— BEGIN Text passage —

Wood mag has a similar plan in the current issue. Wood's plan features a top, though.


----------



## tom1ryan (Jul 3, 2010)

Thanks, guys. Kenbo is correct -- it is a chapter in the book "Bookcases" by Nial Barrett.


----------



## Kenbo (Sep 16, 2008)

SWEET!!!!! What do I win?


----------



## timturner5441 (Jun 23, 2010)

*I've got some similar detailed plans like that*

Hey, 
I've also got some free plans and guides like that.
If you guys like the plan from above, you are probably going to like mine as well.

check it out at woodworkingelite.com/bonus

Cheers
Tim


----------



## cabinetman (Jul 5, 2007)

timturner5441 said:


> Hey,
> I've also got some free plans and guides like that.
> If you guys like the plan from above, you are probably going to like mine as well.
> 
> ...



Seems like all your posts consist of linking to that plan site.


----------



## timturner5441 (Jun 23, 2010)

*yes*

Yes it is, but it's not like I am trying to sell stuff.
These are just free plans that I thought everybody could enjoy.
You don't need to get the free plans if you are not comfortable with it.
Entirely up to you ^^

Cheers
Tim


----------



## mdntrdr (Dec 22, 2009)

''''


----------



## cabinetman (Jul 5, 2007)

timturner5441 said:


> Yes it is, but it's not like I am trying to sell stuff.
> These are just free plans that I thought everybody could enjoy.
> You don't need to get the free plans if you are not comfortable with it.
> Entirely up to you ^^
> ...



If the plans are "free" what's the need to give out an email address and a name. A "free" link is just that...no catches.


----------



## timturner5441 (Jun 23, 2010)

— END Text passage —
— BEGIN Entries —

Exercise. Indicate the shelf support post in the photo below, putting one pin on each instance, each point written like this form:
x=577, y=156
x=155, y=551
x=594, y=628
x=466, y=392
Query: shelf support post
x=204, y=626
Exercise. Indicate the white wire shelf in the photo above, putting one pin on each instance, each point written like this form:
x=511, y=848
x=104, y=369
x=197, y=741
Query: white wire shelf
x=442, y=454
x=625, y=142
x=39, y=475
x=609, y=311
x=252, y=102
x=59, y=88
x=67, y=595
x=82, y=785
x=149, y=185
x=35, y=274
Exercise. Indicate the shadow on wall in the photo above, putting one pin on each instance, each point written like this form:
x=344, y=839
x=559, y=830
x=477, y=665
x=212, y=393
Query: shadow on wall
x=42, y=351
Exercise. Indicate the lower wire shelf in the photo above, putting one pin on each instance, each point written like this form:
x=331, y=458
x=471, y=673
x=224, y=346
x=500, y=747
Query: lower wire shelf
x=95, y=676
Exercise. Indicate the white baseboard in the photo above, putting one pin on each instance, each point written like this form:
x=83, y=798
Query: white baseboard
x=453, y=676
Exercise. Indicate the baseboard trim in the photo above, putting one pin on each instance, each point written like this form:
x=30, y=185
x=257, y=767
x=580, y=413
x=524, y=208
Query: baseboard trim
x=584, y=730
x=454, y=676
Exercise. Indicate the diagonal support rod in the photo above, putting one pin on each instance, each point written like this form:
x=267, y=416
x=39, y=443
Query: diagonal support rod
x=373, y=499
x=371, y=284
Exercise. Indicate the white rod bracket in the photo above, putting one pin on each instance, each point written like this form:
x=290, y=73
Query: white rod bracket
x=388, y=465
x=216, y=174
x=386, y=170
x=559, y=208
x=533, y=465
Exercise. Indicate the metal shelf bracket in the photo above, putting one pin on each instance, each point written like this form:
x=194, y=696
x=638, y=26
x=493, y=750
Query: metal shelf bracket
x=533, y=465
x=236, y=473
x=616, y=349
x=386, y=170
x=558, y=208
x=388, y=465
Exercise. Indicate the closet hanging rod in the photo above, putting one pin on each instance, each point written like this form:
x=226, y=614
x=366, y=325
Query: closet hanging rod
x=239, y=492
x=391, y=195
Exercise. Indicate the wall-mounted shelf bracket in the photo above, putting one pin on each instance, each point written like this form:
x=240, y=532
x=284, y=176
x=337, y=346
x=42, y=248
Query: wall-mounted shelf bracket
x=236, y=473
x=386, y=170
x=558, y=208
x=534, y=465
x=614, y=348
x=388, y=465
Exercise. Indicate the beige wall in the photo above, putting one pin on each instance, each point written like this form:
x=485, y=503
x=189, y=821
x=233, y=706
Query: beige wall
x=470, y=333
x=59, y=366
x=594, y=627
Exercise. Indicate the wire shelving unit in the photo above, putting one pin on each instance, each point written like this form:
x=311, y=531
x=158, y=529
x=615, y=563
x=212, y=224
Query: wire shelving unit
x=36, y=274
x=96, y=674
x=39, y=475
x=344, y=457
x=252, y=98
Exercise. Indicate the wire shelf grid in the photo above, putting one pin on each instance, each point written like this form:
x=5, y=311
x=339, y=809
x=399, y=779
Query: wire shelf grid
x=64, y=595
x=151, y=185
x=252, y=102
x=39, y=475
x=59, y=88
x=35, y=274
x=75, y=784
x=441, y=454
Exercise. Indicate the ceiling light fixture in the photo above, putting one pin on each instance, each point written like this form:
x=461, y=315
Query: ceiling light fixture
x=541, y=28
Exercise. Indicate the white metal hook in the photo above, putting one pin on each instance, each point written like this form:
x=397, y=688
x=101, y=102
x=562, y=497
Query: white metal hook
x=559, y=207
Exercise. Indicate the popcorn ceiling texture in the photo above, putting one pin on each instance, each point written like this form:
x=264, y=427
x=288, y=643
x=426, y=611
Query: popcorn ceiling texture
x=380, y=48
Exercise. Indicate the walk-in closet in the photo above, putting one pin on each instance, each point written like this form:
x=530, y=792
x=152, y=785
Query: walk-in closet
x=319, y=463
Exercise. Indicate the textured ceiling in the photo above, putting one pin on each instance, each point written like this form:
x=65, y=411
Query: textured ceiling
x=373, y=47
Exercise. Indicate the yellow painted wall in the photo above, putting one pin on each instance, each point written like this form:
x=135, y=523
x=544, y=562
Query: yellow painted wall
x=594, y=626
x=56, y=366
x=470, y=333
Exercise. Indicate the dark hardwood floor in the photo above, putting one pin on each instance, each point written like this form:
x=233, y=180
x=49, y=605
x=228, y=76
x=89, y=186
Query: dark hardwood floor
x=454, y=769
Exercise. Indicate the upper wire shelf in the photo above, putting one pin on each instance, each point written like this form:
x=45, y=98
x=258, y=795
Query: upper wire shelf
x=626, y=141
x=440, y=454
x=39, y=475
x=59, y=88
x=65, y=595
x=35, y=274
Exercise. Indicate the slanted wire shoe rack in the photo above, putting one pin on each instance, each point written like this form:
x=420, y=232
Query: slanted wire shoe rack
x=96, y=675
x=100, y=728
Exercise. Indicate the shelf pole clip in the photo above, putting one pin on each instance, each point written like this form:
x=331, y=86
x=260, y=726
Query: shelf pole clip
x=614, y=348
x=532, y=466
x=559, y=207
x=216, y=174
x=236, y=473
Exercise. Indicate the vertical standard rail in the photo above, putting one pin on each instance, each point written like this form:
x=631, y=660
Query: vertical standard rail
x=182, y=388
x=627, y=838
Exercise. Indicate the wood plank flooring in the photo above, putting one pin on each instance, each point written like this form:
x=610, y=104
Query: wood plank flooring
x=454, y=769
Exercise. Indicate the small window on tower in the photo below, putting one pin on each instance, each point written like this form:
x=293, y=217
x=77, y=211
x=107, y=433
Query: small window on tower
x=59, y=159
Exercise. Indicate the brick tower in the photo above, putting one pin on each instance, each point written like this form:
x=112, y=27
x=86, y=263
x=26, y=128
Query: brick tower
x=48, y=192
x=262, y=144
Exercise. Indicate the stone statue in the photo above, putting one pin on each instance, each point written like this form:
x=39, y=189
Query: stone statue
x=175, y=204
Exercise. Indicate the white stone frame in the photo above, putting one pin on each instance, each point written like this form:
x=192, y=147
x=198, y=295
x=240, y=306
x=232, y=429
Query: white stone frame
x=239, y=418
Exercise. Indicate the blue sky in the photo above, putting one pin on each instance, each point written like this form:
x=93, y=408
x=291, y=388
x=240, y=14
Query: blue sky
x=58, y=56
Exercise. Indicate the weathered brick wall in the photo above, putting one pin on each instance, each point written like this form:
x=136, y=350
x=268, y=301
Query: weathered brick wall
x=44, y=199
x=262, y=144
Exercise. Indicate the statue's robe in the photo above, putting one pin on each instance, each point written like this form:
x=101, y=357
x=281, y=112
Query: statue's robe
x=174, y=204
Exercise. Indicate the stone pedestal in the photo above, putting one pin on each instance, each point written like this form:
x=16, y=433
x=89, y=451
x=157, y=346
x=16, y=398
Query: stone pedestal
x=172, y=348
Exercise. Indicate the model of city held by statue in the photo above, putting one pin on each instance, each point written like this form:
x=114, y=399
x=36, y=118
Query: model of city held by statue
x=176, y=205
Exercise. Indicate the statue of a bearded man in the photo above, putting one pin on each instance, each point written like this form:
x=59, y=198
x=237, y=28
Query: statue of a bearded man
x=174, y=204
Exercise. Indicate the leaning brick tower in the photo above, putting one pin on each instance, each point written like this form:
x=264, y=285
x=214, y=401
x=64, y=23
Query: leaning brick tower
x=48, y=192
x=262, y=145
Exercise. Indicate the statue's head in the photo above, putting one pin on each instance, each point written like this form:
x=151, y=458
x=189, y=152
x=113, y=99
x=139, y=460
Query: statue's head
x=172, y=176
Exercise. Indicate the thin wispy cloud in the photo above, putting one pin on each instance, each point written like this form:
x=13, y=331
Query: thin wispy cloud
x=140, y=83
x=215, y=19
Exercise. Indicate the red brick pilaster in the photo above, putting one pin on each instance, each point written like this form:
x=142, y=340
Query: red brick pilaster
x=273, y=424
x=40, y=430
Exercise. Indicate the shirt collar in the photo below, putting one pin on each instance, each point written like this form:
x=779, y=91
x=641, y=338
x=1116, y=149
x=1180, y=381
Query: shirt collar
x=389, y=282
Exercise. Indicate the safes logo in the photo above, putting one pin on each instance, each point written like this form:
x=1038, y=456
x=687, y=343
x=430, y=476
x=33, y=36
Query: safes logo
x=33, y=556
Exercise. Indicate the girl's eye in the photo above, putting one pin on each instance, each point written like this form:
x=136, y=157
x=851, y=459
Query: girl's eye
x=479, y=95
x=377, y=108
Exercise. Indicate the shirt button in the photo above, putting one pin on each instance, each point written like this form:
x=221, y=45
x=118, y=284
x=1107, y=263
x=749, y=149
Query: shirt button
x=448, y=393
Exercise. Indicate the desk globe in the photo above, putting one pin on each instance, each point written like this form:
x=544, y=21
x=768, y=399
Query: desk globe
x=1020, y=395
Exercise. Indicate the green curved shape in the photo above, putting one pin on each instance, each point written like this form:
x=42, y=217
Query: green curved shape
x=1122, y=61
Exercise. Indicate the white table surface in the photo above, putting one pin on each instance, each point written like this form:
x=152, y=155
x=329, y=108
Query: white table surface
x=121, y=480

— END Entries —

▶ Stated task 1
Transcribe the part of the forum thread starting with "Wood mag has" and going on through "by Nial Barrett.".
▶ Stated task 2
Answer these questions using the forum thread:
(a) According to tom1ryan, which book contains the plan as a chapter?
(b) What feature does the Wood magazine plan have?
(c) What two things does cabinetman say are requested for the "free" plans?
▶ Stated task 3
Summarize the forum thread in two sentences.

▶ Complete answer 1
Wood mag has a similar plan in the current issue. Wood's plan features a top, though.


----------



## tom1ryan (Jul 3, 2010)

Thanks, guys. Kenbo is correct -- it is a chapter in the book "Bookcases" by Nial Barrett.

▶ Complete answer 2
(a) "Bookcases" by Nial Barrett
(b) A top
(c) An email address and a name

▶ Complete answer 3
A poster notes that Wood magazine's current issue has a similar plan that includes a top, and tom1ryan confirms Kenbo's identification of the plan as a chapter in "Bookcases" by Nial Barrett. When timturner5441 repeatedly links to a site offering free plans, cabinetman observes that all his posts link there and asks why free plans would require an email address and a name.